REQUIREMENT A: In the passage on Russian privatization, in what year were the Russian people allowed to hold convertible foreign currencies?

QUOTED PASSAGE:
The aid program delivered best it could what was in reality a flimsy contrivance, which — in turn — was really only an exotic venue through which to pass public funds to select Russians of the Clintons’ and HIID’s choosing and to Wall Street investment banks the Clintons hoped to entice permanently into their orbit of supporters and contributors. In short, the Russian bond market was the Arkansas Development Finance Authority gone international.
Today the Clinton Administration’s chief defense for their hand in Russia’s ruin is that somebody had to keep the communists at bay. But there were no communists in Russia by late 1991, only nascent investment bankers looking to nail down a stake any which way. Communism had evaporated by late 1987, the year in which the Russian people were allowed to hold convertible foreign currencies. Overnight, the power of money displaced the power of ideology.
Though some now say the loans-for-shares privatization program marked the reformers’ fall from grace, I beg to differ. On 14 September 1991, Vladimir Shcherbakov, the last First Deputy Prime Minister of the Soviet Union, formed with two other partners, one of which was the now notorious Austrian firm, Nordex GmbH, the International Foundation for Privatization and Private Investment [FPI]. FPI’s charter was legitimized by Gorbachev’s signature and approved by 13 heads of what were still constituent republics.

DATA TO USE:

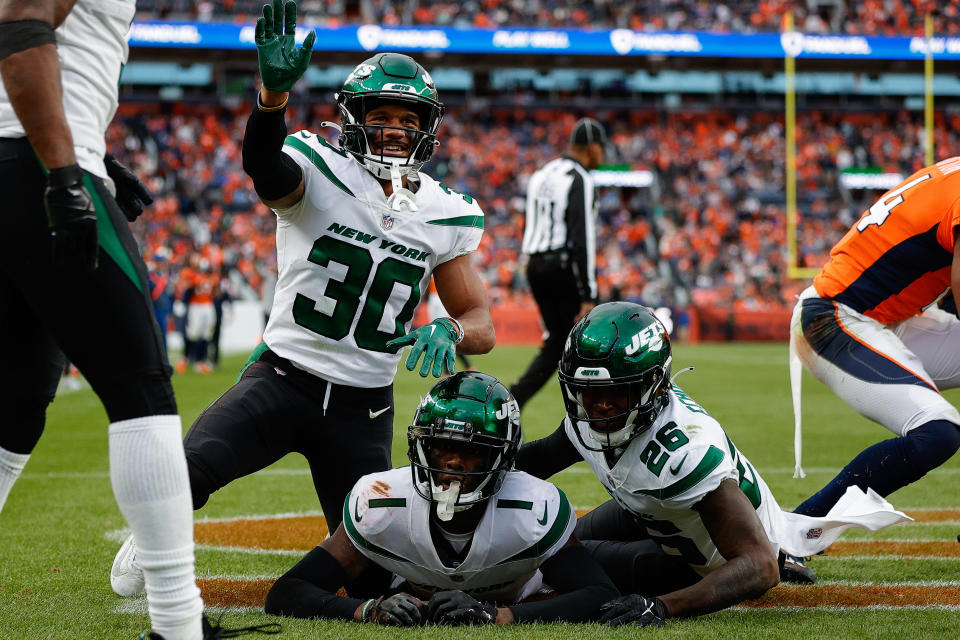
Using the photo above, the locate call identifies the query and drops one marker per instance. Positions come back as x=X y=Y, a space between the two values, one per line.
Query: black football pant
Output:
x=103 y=321
x=555 y=292
x=275 y=409
x=634 y=562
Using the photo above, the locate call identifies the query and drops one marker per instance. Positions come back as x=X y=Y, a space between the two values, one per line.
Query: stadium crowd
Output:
x=712 y=225
x=869 y=17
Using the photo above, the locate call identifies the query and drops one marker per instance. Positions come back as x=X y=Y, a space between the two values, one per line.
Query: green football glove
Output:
x=437 y=342
x=281 y=64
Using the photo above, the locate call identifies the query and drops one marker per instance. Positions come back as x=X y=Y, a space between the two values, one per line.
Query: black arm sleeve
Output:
x=581 y=583
x=274 y=173
x=544 y=457
x=578 y=208
x=309 y=589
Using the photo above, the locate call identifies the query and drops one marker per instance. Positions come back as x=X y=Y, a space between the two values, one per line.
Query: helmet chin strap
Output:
x=401 y=198
x=446 y=499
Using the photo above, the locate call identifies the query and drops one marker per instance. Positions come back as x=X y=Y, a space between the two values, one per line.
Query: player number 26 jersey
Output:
x=351 y=270
x=671 y=467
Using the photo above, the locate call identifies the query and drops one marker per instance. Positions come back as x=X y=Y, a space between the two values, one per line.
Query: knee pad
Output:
x=137 y=396
x=933 y=444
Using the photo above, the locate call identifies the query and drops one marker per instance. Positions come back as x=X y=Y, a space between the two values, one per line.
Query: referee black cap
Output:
x=587 y=131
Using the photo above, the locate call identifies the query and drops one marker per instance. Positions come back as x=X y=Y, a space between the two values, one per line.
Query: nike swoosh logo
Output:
x=543 y=520
x=676 y=469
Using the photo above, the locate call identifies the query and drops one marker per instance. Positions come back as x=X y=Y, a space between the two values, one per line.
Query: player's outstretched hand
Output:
x=281 y=63
x=132 y=195
x=455 y=607
x=399 y=610
x=634 y=609
x=436 y=342
x=72 y=219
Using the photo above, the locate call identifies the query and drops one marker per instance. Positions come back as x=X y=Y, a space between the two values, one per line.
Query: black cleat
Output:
x=213 y=631
x=794 y=570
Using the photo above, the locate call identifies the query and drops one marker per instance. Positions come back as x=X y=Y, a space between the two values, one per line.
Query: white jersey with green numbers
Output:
x=92 y=49
x=671 y=467
x=352 y=270
x=526 y=523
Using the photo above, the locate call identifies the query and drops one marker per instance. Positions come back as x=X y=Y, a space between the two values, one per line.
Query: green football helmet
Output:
x=471 y=410
x=619 y=351
x=390 y=78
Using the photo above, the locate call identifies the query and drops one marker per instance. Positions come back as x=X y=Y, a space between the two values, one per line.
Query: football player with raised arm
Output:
x=360 y=232
x=457 y=537
x=72 y=282
x=692 y=527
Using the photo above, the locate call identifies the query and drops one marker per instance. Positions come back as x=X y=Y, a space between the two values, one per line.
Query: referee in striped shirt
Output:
x=560 y=239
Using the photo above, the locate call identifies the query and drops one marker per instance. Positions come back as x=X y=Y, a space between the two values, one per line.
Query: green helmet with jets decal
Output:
x=388 y=78
x=474 y=411
x=618 y=354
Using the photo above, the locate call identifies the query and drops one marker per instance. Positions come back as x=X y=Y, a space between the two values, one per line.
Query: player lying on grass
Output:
x=455 y=534
x=692 y=528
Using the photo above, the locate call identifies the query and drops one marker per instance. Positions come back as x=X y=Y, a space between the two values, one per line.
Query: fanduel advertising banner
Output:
x=616 y=42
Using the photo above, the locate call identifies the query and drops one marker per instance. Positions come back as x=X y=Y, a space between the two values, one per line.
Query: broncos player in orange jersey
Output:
x=870 y=329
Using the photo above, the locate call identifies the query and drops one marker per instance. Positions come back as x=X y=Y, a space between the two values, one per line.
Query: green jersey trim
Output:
x=107 y=235
x=386 y=502
x=359 y=540
x=460 y=221
x=317 y=160
x=551 y=537
x=254 y=356
x=710 y=462
x=515 y=504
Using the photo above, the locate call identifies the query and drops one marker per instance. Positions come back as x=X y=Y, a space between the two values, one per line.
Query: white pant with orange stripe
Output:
x=890 y=374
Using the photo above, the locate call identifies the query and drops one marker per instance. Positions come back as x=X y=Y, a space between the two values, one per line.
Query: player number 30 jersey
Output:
x=351 y=270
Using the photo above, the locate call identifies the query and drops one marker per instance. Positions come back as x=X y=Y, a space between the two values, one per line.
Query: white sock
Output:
x=148 y=471
x=11 y=464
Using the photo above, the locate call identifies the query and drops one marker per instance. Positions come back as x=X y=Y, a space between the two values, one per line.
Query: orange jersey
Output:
x=203 y=285
x=896 y=260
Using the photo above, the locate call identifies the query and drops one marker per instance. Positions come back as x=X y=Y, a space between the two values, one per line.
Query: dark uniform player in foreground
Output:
x=692 y=527
x=459 y=537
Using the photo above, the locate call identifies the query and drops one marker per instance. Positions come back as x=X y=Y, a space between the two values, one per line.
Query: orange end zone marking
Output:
x=302 y=533
x=838 y=595
x=234 y=593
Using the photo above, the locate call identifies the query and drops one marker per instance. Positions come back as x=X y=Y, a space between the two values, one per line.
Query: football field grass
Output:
x=60 y=527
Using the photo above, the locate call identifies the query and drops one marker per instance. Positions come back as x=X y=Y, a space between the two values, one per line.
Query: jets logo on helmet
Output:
x=388 y=78
x=363 y=70
x=614 y=373
x=474 y=411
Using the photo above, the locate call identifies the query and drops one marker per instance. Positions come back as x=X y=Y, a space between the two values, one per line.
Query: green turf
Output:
x=55 y=552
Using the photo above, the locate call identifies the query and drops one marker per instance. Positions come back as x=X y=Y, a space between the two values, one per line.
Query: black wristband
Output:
x=20 y=35
x=64 y=176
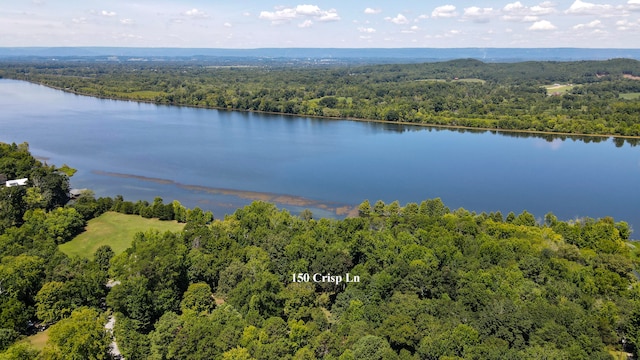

REQUIREMENT B: Return each line of the listing that contains the word "jets".

EXPECTED ANSWER A: 1987

EXPECTED ANSWER B:
Query: green helmet with jets decal
Query: jets logo on helmet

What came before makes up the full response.